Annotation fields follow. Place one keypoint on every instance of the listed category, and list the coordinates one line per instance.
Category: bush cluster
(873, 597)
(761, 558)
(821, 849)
****************
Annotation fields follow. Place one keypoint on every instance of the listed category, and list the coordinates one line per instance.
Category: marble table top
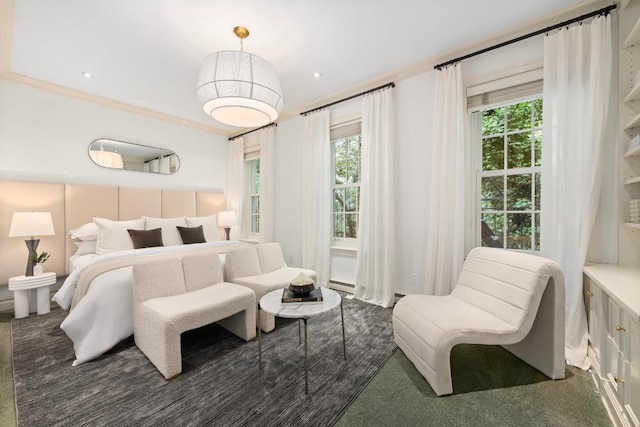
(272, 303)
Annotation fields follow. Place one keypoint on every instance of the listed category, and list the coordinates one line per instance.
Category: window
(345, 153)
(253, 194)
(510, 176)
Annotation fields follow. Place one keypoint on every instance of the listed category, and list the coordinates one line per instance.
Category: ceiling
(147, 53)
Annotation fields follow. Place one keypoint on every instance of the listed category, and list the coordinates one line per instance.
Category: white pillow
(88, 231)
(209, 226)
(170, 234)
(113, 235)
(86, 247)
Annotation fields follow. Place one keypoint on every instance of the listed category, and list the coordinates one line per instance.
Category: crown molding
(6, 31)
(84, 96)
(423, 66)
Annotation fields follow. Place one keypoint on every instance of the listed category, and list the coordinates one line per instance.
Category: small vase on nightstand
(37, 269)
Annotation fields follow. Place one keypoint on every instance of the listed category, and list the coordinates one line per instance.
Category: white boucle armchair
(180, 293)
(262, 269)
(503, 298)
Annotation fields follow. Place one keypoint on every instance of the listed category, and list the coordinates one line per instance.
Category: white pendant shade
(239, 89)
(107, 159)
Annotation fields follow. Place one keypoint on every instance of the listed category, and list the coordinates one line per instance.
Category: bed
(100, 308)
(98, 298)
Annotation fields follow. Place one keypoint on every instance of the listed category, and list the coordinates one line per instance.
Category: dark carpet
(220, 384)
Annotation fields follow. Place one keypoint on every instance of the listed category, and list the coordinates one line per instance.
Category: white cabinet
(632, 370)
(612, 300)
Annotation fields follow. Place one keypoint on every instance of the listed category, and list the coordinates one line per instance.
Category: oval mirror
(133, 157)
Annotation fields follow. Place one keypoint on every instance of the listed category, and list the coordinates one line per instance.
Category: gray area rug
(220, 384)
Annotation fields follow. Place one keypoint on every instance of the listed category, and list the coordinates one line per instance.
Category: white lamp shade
****************
• [Exercise description] Transcribe, exactly and without additions, the lines of the records above, beginning with the line that contains "Category: dark carpet" and ending with the line that contains "Category: white lamp shade", both included.

• [Exercise solution]
Category: dark carpet
(220, 384)
Annotation fields follow. Place one keypoint on every instance of the listed category, and list the coordinates one line per instance.
Category: white cabinet
(632, 370)
(612, 300)
Annotation fields follow. Place one keypoint on every instance of the listed category, and list the coordinates one line per instance.
Category: oval mirror
(133, 157)
Annotation fields follow. Place one keypoint on every instance of the listed category, and list the coordinates one line per instance.
Category: gray area rug
(220, 384)
Annotation fields follow. Place one keypoint on every instance of the listed category, and list the coordinates one line per instance.
Category: white lamp shade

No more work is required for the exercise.